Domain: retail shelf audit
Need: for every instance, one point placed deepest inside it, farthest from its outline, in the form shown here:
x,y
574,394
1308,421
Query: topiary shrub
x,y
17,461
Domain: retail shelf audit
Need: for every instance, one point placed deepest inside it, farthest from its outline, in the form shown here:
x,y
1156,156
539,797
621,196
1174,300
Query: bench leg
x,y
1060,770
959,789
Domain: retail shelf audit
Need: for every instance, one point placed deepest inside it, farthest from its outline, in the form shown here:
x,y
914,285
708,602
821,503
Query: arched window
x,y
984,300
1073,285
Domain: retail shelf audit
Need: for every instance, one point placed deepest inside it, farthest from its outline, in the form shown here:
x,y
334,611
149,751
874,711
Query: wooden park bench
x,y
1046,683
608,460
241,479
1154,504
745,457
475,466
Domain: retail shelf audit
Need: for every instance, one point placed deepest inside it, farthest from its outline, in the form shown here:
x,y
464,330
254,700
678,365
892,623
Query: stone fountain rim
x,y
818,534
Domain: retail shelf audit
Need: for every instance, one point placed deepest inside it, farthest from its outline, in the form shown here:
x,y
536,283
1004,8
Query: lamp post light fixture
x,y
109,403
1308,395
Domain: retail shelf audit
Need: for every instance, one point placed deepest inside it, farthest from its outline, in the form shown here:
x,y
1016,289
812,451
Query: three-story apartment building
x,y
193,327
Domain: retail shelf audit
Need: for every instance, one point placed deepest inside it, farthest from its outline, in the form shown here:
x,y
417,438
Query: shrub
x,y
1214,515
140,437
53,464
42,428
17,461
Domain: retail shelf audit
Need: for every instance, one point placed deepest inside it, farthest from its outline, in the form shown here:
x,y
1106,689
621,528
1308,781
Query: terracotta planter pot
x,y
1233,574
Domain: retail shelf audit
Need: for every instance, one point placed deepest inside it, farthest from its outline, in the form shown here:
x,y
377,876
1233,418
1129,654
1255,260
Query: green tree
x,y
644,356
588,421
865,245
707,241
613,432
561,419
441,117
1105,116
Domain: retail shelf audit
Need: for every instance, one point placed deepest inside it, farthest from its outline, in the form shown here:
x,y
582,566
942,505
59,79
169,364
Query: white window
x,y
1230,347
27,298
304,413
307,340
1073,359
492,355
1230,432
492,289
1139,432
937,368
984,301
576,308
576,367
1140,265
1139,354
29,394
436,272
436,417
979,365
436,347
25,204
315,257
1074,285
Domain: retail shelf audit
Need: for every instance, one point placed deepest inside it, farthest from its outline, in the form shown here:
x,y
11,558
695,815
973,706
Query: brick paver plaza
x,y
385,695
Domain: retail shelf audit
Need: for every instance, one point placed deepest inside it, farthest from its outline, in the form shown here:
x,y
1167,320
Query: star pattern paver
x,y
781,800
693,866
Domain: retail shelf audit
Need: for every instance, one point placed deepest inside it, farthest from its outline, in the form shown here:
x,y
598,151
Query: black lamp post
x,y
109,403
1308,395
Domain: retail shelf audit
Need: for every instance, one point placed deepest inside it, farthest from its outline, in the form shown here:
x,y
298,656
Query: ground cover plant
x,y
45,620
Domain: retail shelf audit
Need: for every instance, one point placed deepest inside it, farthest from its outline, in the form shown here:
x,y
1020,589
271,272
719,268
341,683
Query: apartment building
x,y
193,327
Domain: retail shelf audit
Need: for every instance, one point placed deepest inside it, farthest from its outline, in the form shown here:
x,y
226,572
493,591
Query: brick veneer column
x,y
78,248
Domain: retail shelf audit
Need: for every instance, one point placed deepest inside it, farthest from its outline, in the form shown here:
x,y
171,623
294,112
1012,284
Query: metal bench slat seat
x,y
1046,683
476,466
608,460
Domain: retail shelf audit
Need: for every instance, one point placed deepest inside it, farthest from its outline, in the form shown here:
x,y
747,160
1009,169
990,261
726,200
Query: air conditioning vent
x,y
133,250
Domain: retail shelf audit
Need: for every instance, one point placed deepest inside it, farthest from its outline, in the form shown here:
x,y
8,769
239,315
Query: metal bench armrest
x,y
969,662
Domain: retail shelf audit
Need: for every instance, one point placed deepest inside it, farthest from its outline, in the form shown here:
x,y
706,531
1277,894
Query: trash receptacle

# Directions
Output every line above without altering anything.

# Complete answer
Domain: retail shelf audit
Need: for every instance, one point placed deepest inside it, farthest from its outline, in the form shown here:
x,y
574,394
1308,421
Query: topiary shrub
x,y
17,461
Domain: retail shelf audit
Need: for every instance, one point placed deepest inside it, farthest from its outline, in the form shown here:
x,y
1156,156
539,797
621,196
1174,300
Query: bench leg
x,y
1060,770
959,789
Domain: retail shelf audit
Need: for every instance, one point placed deepest inside it, farthest from its outline, in the form shown here:
x,y
914,285
708,602
821,503
Query: arched window
x,y
984,300
1073,285
Domain: retail shelf audit
Need: for every instance, one point placed deepest inside it, farthest from its outline, in the form shown here:
x,y
334,611
149,751
874,711
Query: wooden park bench
x,y
1046,683
608,460
241,479
1154,504
745,457
475,466
Domain: retail shelf audit
Need: for every instance, one point placed deepest inside it, farthest from its outline, in the form shown here:
x,y
464,330
254,700
678,365
892,623
Query: stone fountain rim
x,y
818,534
Domain: retail shelf audit
Need: for every instance, one point placed deepest inside it, farthest from its outline, in the form shown here:
x,y
536,283
1004,8
Query: lamp post light fixture
x,y
109,403
1308,395
Domain: retail shelf audit
Need: for every instance, one point placed deepest inside it, farthest from its outline, in the form shown here:
x,y
1016,289
812,451
Query: three-story apartment building
x,y
193,327
Domain: retail shelf audit
Need: for every instance, one point placed deepest inside it, farthest from its outline, in the form shown here:
x,y
417,438
Query: shrub
x,y
1214,515
140,437
53,464
42,428
17,461
Domain: retail shelf audit
Need: for every instance, one point placed deepest inside it, farthest from its outline, in the form shown here:
x,y
1106,689
621,528
1308,781
Query: terracotta planter pot
x,y
1233,574
Domain: retail shelf audit
Need: for every instance, one point placed deepest inside it, farthest from its outline, in the form shown here:
x,y
377,876
1233,418
1129,654
1255,260
Query: green tree
x,y
644,356
588,421
865,245
707,241
613,432
561,419
441,117
1105,116
Domain: retail shelf audit
Need: for every instance, one point placed deepest inside it, farthest from its outline, in the form shown here:
x,y
582,566
942,505
59,79
169,364
Query: white window
x,y
1230,347
27,298
304,413
307,340
1073,359
492,355
1230,432
492,289
1139,432
937,368
984,301
576,308
576,367
1140,265
1139,354
29,394
436,272
436,417
979,365
436,347
25,204
315,257
1074,285
Domain: retail shelf audit
Need: for every instance, one point placed deepest inside it, farthest from its outline, in the form shown here:
x,y
11,558
695,815
973,706
Query: brick paver plaza
x,y
385,695
Domain: retail shelf audit
Need: for every instance, one point placed deepest inside it, farthest from its outline, in the form shown here:
x,y
1167,320
Query: star pattern paver
x,y
781,800
693,866
Domain: retail shelf audit
Need: for every instance, one point placed deepest inside it, farthest from its outline, in the form shown here:
x,y
598,151
Query: black lamp post
x,y
109,403
1308,395
Domain: retail shelf audit
Need: for every instance, one point placed deepest inside it, farthest from its outline, in the form shown here:
x,y
298,656
Query: ground cover plant
x,y
45,620
Domain: retail shelf audit
Need: for every instance, one point placed deepest inside it, farthest from its outline, in the form shown here:
x,y
1020,589
271,272
719,268
341,683
Query: apartment building
x,y
193,327
Domain: retail shelf audit
Need: for every instance, one point placed deepest inside it, farthest from its outline, in the form shown here:
x,y
226,572
493,591
Query: brick veneer column
x,y
78,248
Domain: retail shelf audit
Need: for every instance, one point placed deepest inside it, farthest from its outline, in the form shown here:
x,y
171,623
294,112
1012,284
Query: metal bench slat seat
x,y
1046,683
476,466
608,460
Domain: retail shelf audit
Need: for every instance, one point placed deepest inside it, farthest from its outline, in the form shown here:
x,y
747,160
1009,169
990,261
726,200
Query: air conditioning vent
x,y
133,250
Domain: retail shelf audit
Need: for every instance, one point placed deepest inside it, farthest from its outline, in the form shown here:
x,y
8,769
239,315
Query: metal bench armrest
x,y
969,662
Domain: retail shelf audit
Need: for every instance, one point placed deepest inside it, farthest from its outline, in the form shown here:
x,y
706,531
1277,894
Query: trash receptacle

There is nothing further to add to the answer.